** start **
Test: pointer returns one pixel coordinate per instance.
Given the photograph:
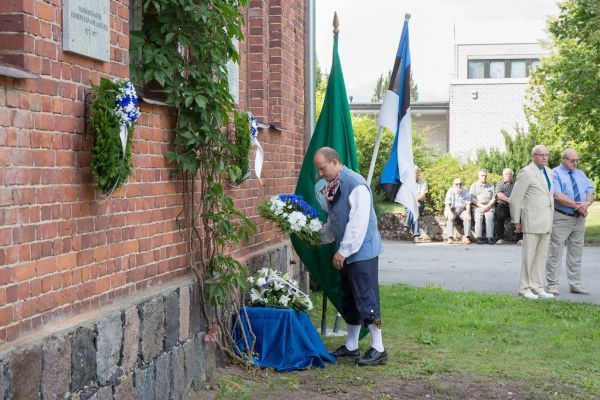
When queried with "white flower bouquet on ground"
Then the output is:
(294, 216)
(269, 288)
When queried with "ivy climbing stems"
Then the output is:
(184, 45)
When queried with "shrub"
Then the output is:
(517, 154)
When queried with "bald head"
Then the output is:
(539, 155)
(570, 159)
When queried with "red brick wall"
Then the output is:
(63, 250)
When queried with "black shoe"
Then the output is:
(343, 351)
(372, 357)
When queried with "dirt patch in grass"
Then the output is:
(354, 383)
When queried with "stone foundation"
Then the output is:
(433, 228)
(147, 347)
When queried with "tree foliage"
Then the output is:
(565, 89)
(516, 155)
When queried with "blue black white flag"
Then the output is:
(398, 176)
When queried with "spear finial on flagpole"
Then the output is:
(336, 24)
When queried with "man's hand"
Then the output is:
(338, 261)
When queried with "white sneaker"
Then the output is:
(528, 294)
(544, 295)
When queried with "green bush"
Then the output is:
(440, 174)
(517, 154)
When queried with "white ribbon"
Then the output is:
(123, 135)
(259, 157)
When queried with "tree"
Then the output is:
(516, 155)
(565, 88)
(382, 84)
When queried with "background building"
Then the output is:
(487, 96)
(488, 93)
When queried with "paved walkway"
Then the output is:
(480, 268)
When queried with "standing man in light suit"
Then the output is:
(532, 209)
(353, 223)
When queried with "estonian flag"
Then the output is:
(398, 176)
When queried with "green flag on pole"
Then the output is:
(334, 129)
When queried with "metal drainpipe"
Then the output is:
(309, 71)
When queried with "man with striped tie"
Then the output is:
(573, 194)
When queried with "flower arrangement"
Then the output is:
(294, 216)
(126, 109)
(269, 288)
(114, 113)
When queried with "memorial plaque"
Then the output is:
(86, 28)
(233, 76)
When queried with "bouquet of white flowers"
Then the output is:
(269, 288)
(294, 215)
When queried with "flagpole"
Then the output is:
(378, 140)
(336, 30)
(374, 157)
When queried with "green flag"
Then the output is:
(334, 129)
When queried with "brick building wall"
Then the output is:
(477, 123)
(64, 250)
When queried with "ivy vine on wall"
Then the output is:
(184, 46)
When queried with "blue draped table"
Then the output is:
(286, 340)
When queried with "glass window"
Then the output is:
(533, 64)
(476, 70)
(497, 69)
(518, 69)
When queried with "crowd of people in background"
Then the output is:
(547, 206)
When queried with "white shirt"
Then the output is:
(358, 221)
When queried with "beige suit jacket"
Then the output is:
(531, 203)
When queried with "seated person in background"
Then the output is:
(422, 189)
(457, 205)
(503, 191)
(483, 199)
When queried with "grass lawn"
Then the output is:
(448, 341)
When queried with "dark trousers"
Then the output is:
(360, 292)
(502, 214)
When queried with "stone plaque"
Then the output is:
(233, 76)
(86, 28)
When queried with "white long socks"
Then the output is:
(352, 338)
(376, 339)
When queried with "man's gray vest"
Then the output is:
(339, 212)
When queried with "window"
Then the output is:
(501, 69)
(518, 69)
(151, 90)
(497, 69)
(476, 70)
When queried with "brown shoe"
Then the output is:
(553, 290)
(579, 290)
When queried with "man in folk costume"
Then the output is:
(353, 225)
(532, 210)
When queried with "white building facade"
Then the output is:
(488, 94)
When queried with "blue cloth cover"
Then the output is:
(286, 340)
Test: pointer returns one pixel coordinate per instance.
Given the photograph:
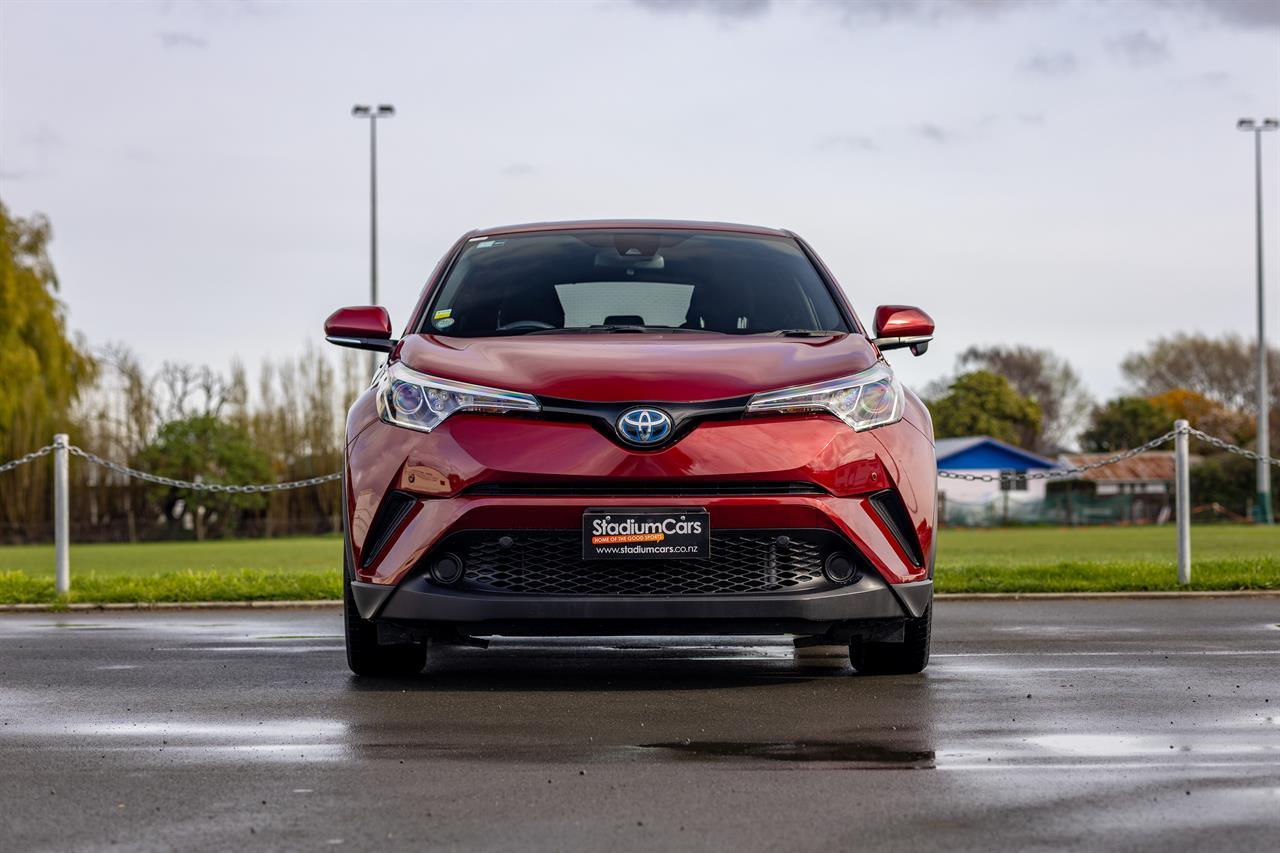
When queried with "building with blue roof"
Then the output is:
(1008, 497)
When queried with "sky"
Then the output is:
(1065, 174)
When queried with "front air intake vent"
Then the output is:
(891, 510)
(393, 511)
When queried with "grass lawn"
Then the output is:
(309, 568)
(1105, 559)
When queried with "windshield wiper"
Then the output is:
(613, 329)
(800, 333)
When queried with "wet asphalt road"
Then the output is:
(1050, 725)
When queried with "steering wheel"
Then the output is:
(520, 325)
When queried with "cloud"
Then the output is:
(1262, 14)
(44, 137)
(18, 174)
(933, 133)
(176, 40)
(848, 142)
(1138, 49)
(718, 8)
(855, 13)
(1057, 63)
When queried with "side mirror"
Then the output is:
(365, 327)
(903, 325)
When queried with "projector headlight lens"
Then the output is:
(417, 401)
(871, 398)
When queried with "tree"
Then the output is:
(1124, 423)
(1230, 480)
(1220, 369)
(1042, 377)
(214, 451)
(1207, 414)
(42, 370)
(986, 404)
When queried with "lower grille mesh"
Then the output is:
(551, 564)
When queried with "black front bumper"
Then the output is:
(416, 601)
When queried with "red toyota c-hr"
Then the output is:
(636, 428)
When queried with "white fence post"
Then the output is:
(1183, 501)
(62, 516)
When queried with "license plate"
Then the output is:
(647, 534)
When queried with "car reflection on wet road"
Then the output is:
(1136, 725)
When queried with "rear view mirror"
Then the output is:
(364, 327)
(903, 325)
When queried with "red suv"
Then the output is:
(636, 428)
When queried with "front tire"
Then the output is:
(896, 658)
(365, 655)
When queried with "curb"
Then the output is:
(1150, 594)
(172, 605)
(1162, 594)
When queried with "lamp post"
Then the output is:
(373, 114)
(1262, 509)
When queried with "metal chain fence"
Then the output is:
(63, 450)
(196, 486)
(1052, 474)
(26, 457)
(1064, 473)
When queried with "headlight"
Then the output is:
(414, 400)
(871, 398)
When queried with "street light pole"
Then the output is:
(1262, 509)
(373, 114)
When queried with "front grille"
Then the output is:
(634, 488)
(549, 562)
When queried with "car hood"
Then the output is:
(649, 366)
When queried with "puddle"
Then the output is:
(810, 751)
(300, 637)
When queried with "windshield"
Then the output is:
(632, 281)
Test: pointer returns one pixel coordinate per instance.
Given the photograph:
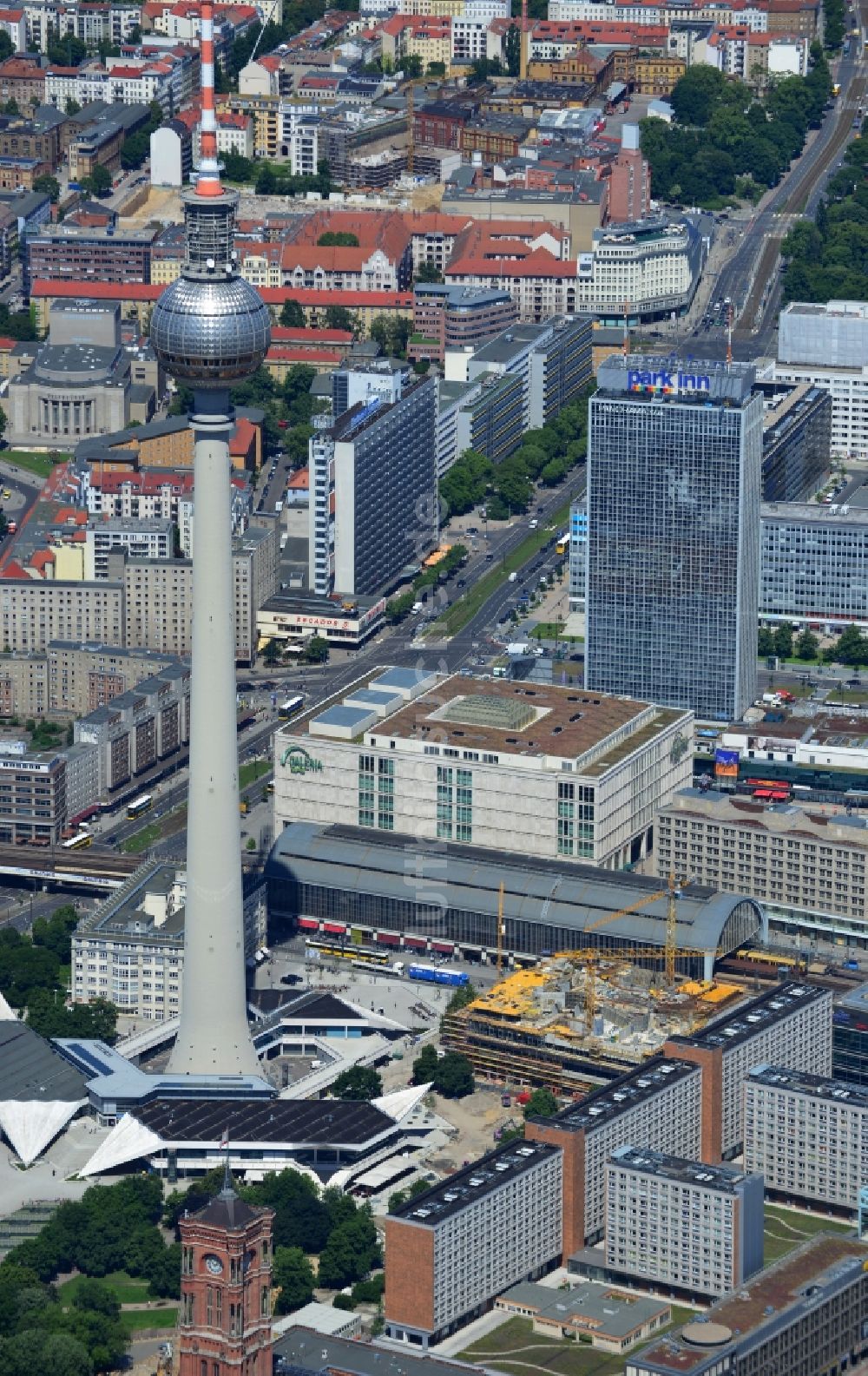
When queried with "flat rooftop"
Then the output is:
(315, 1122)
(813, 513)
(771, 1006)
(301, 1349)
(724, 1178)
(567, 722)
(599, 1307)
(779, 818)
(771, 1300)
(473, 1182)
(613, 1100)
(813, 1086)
** end **
== Direction ==
Keep the pictures out of the copy and return the rest of the data above exactly.

== Written answer ==
Test: pointer returns one pixel coordinate per instance.
Given the photograph:
When queried with "white flower bouquet on ground"
Then the output is:
(294, 216)
(269, 288)
When queried with "ivy climbing stems"
Then the output is:
(184, 45)
When queried with "shrub"
Then the output is:
(517, 154)
When queried with "bald head"
Then the output is:
(539, 155)
(570, 159)
When queried with "red brick wall"
Then the output is:
(63, 250)
When queried with "black shoe"
Then the output is:
(343, 351)
(372, 357)
When queried with "dirt patch in grass"
Then the output is:
(354, 383)
When queried with "stone foundation"
Then the output is:
(433, 228)
(147, 347)
When queried with "tree foliage"
Then the output is:
(565, 89)
(516, 155)
When queried with "blue black white flag"
Then the output is:
(398, 176)
When queried with "spear finial on flagpole"
Then the output is:
(336, 24)
When queried with "man's hand"
Then the output is:
(338, 261)
When queried with "white sneaker"
Then the output is:
(528, 294)
(544, 295)
When queried with "green bush"
Then the output is:
(440, 174)
(517, 154)
When queried with "white ribbon"
Then the output is:
(123, 135)
(259, 157)
When queried with "tree"
Then the output is:
(516, 155)
(565, 88)
(382, 84)
When queried with "background building"
Then the output is:
(487, 96)
(488, 93)
When queried with "paved walkway"
Then the output is:
(480, 268)
When queried with "standing man in light suit"
Then the output is:
(532, 209)
(353, 223)
When queried with "estonian flag"
Then the output is:
(398, 176)
When queried with "green flag on pole"
Then the output is:
(334, 129)
When queried with "metal drainpipe"
Then the output is:
(309, 71)
When queried with "man with striped tie"
Then the output is:
(573, 194)
When queried with "flower arrangement"
Then the output is:
(294, 216)
(126, 109)
(269, 288)
(114, 113)
When queried with "memorial plaque"
Then the output is:
(86, 28)
(233, 76)
When queried with "bouquet of white flowers"
Then the output is:
(269, 288)
(294, 215)
When queried with "flagpole"
Then the output is:
(378, 140)
(336, 30)
(374, 157)
When queried with "green flag"
Then the output is:
(334, 129)
When queried with "brick building wall"
Then the output is:
(477, 123)
(64, 250)
When queried with "ivy vine on wall"
Then the output is:
(184, 46)
When queried with "blue draped table"
Then the output is:
(286, 340)
When queried with "glass window"
Then the output is:
(533, 64)
(476, 70)
(497, 69)
(518, 69)
When queried with "crowd of people in background"
Then the output is:
(547, 206)
When queried with "white shirt"
Then the output is:
(358, 221)
When queried with "beige suit jacket"
Then the output is:
(531, 203)
When queried with "seated person in background"
Then the output is:
(422, 189)
(457, 205)
(503, 191)
(483, 199)
When queried with "grass lawn"
Then the output is:
(448, 341)
When queried with "dark trousers"
Then the output is:
(360, 292)
(502, 214)
When queried with "stone plaque"
Then the output is:
(233, 76)
(86, 28)
When queried with "white long socks"
Then the output is:
(352, 338)
(376, 339)
When queried with "man's gray vest"
Then the output is:
(339, 212)
When queried with "window"
Then the output is:
(501, 69)
(518, 69)
(151, 90)
(497, 69)
(476, 70)
When queried with "brown shoe"
Then the output is:
(553, 290)
(579, 290)
When queried with "man in folk costume"
Then the output is:
(353, 225)
(532, 210)
When queried with "white building facade"
Then the output is:
(488, 94)
When queried with "blue cloth cover"
Then the output is:
(286, 340)
Test: pointer returns one pixel coordinate per instance.
Given the photograph:
When queried with "building with blue roof"
Then the output is:
(1008, 497)
When queried with "sky"
Then the output is:
(1065, 174)
When queried with "front air intake vent"
Then the output is:
(891, 510)
(393, 511)
When queried with "grass lawn"
Then the output is:
(309, 568)
(1105, 559)
When queried with "windshield wiper"
Then the output is:
(613, 329)
(800, 333)
When queried with "wet asphalt road"
Then the output is:
(1050, 725)
When queried with "steering wheel"
Then the output is:
(520, 325)
When queried with "cloud"
Then the output is:
(1262, 14)
(44, 137)
(18, 174)
(933, 133)
(176, 40)
(848, 142)
(1138, 49)
(718, 8)
(855, 13)
(1057, 63)
When queried with "side mirror"
Then the output is:
(365, 327)
(903, 325)
When queried with "projector headlight lens"
Then the output is:
(417, 401)
(871, 398)
When queried with "tree"
Then the output is:
(1124, 423)
(1230, 480)
(1220, 369)
(1042, 377)
(214, 451)
(1207, 414)
(42, 370)
(986, 404)
When queried with "lower grille mesh"
Then the output is:
(551, 564)
When queried with "black front bumper"
Then the output is:
(416, 601)
When queried with "red toyota c-hr"
Then the output is:
(636, 428)
When queried with "white fence post"
Then the output is:
(1183, 501)
(62, 516)
When queried with "license plate"
Then the output is:
(647, 534)
When queried with "car reflection on wet road"
Then the output is:
(1136, 725)
When queried with "rear view mirror"
Then the output is:
(364, 327)
(903, 325)
When queried with "red suv"
Then the output is:
(636, 428)
When queried with "front tire"
Then the output is:
(896, 658)
(365, 655)
When queried with "curb"
Then the output is:
(1150, 594)
(172, 605)
(1162, 594)
When queried with "lamp post"
Then the output is:
(373, 114)
(1262, 509)
When queried with "metal chain fence"
Then the output is:
(63, 450)
(196, 486)
(1052, 474)
(26, 457)
(1064, 473)
When queried with "headlight"
Then the output is:
(414, 400)
(871, 398)
When queried with "street light pole"
Then the output is:
(1262, 509)
(373, 114)
When queried with "front grille"
Then the output is:
(634, 488)
(549, 562)
When queried with "car hood"
Then the output is:
(649, 366)
When queried with "puddle"
Then the output is:
(810, 751)
(300, 637)
When queried with "windshield"
Then the output is:
(632, 281)
Test: pointer returns one pixel coordinate per instance.
Given the photograph:
When queried with "flat rooftop"
Then the output is:
(315, 1122)
(813, 513)
(771, 1006)
(301, 1349)
(724, 1178)
(567, 722)
(599, 1307)
(779, 818)
(771, 1300)
(473, 1182)
(613, 1100)
(813, 1086)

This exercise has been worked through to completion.